Problem to solve: Report all lines of the data below that hold the word "white".

———

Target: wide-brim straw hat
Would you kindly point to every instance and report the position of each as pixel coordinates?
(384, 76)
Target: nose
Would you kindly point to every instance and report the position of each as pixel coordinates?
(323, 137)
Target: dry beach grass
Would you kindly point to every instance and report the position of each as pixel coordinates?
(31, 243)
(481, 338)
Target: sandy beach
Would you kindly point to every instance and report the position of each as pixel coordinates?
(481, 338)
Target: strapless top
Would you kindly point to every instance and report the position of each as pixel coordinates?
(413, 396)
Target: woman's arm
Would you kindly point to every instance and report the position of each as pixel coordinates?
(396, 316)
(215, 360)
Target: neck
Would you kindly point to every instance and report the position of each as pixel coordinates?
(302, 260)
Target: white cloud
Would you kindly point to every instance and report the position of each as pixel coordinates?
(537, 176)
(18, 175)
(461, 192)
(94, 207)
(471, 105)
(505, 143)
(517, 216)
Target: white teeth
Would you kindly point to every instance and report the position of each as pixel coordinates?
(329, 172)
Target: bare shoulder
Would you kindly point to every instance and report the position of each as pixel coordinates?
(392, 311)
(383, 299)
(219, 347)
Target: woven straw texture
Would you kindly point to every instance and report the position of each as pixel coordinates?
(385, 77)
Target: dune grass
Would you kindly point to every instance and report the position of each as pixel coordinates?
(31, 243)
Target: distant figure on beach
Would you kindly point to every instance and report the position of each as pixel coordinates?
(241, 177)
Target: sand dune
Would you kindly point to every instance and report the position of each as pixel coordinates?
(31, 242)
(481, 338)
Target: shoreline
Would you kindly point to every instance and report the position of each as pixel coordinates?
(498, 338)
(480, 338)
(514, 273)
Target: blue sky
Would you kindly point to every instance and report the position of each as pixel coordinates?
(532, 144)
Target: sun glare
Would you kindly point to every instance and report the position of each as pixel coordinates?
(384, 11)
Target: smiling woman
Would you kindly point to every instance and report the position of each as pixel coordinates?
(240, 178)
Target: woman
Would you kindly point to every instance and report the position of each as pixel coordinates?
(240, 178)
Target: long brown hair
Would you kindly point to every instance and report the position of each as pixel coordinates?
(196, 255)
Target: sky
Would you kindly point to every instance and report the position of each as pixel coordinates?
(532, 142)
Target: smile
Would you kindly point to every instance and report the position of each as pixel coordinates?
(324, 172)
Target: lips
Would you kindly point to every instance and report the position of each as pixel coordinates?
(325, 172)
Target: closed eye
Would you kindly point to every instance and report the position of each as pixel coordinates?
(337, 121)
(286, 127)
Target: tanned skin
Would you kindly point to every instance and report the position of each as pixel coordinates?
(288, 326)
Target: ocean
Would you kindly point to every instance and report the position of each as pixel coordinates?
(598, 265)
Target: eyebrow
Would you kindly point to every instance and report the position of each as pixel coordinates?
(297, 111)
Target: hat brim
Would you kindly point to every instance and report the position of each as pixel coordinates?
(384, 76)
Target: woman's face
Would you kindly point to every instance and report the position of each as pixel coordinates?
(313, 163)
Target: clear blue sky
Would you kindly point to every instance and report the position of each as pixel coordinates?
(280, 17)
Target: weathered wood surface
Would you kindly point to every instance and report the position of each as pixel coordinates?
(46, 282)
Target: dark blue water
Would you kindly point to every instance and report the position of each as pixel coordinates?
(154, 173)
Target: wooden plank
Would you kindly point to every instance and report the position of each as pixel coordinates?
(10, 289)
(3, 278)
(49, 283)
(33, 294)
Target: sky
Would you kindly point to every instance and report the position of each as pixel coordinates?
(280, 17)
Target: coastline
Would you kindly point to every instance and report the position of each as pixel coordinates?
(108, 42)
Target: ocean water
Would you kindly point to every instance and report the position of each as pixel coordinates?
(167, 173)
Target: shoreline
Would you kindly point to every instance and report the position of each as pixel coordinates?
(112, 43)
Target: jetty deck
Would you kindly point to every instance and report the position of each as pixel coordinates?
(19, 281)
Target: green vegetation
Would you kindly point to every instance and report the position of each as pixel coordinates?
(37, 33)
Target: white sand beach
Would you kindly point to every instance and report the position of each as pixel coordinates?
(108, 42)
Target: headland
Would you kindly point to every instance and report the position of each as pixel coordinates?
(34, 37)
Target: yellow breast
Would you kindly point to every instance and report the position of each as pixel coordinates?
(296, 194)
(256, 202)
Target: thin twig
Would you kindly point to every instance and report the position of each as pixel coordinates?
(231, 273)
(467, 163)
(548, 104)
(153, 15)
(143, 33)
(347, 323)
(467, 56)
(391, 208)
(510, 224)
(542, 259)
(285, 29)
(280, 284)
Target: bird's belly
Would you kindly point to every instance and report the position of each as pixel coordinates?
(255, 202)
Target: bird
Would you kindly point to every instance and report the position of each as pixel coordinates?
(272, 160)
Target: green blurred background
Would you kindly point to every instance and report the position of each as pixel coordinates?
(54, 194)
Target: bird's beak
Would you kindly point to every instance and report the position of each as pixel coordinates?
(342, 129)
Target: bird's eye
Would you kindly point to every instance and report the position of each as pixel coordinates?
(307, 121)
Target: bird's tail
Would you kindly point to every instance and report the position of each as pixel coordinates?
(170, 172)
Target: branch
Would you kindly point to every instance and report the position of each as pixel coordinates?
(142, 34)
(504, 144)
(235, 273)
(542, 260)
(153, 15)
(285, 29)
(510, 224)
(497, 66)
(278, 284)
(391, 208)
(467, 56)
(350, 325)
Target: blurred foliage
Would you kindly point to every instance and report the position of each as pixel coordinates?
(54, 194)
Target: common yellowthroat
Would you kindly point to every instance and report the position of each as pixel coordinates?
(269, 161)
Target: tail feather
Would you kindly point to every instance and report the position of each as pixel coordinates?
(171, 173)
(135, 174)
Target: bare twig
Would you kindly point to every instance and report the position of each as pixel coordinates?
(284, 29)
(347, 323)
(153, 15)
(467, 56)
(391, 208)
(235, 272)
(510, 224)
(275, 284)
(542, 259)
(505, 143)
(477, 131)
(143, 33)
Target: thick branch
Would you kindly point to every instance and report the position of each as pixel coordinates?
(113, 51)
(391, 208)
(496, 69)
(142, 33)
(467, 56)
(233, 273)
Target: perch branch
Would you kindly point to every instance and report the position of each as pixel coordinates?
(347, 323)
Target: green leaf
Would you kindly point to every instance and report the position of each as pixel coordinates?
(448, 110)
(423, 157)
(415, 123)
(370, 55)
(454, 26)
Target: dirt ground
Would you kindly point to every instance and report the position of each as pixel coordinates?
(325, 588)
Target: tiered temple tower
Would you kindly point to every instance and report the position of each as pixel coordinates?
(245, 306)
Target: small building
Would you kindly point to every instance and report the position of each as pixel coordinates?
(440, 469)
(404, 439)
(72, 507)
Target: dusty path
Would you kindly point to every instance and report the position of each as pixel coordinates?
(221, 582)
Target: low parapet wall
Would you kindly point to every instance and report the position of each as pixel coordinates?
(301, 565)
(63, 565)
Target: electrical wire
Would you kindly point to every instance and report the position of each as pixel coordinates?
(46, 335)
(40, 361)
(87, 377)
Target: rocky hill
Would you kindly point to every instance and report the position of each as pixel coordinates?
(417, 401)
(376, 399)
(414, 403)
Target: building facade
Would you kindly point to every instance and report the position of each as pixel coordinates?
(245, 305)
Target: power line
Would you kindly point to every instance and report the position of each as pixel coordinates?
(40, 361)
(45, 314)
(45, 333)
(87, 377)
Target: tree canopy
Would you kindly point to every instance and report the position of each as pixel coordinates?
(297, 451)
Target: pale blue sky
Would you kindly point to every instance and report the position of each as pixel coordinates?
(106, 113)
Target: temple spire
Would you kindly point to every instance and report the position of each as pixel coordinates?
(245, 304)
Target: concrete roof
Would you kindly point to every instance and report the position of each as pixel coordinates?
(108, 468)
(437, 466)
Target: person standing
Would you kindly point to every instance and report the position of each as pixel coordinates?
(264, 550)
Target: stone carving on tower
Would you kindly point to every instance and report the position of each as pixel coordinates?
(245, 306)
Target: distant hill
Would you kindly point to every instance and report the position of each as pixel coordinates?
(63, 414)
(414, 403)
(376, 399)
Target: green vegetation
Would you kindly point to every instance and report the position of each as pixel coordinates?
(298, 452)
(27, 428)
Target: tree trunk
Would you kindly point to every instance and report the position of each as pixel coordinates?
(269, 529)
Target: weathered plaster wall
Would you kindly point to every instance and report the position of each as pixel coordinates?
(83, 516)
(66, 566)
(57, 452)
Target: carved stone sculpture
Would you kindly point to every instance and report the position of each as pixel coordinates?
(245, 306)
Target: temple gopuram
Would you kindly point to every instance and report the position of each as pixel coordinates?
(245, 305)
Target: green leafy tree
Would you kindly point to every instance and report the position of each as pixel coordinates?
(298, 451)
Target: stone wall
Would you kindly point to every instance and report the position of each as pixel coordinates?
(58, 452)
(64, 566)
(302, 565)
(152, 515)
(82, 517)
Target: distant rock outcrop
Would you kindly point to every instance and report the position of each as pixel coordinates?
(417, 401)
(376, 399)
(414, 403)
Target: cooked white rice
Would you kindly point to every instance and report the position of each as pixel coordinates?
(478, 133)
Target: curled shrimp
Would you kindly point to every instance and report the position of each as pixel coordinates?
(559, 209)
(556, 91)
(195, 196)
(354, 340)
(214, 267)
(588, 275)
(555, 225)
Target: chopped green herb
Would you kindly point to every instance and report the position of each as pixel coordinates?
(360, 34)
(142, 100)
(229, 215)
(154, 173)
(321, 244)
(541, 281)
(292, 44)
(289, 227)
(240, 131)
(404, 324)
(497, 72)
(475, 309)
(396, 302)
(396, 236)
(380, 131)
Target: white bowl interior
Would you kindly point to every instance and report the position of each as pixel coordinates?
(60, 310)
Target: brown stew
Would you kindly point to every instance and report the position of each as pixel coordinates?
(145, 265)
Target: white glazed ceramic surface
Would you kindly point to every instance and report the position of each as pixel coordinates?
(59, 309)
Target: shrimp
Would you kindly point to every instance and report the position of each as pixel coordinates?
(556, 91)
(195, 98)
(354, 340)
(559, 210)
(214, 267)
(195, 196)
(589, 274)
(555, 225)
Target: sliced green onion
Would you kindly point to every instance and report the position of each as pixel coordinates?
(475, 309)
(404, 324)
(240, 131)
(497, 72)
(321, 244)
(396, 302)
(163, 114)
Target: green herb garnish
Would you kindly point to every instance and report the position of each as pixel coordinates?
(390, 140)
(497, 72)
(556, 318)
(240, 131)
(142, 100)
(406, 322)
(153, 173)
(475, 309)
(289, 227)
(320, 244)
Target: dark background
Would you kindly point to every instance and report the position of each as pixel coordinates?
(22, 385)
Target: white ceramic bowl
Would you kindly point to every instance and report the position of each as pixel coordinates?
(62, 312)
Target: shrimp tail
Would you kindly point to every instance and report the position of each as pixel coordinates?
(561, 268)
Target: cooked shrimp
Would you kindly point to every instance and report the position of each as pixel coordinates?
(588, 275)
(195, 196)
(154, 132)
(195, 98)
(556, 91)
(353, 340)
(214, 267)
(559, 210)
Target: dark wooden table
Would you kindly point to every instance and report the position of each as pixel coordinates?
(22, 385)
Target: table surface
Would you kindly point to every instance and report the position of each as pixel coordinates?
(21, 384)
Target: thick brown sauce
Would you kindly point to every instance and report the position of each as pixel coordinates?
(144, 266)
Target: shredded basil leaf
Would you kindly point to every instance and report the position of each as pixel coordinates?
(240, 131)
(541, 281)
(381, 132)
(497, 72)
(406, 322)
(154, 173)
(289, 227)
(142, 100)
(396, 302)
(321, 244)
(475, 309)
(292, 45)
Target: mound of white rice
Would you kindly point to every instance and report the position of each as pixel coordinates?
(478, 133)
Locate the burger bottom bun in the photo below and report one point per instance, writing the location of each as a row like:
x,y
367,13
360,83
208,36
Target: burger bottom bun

———

Answer space:
Target: white cloud
Target: white teeth
Target: white sand beach
Target: cooked white rice
Target: white bowl interior
Target: white glazed ceramic surface
Target: white ceramic bowl
Target: mound of white rice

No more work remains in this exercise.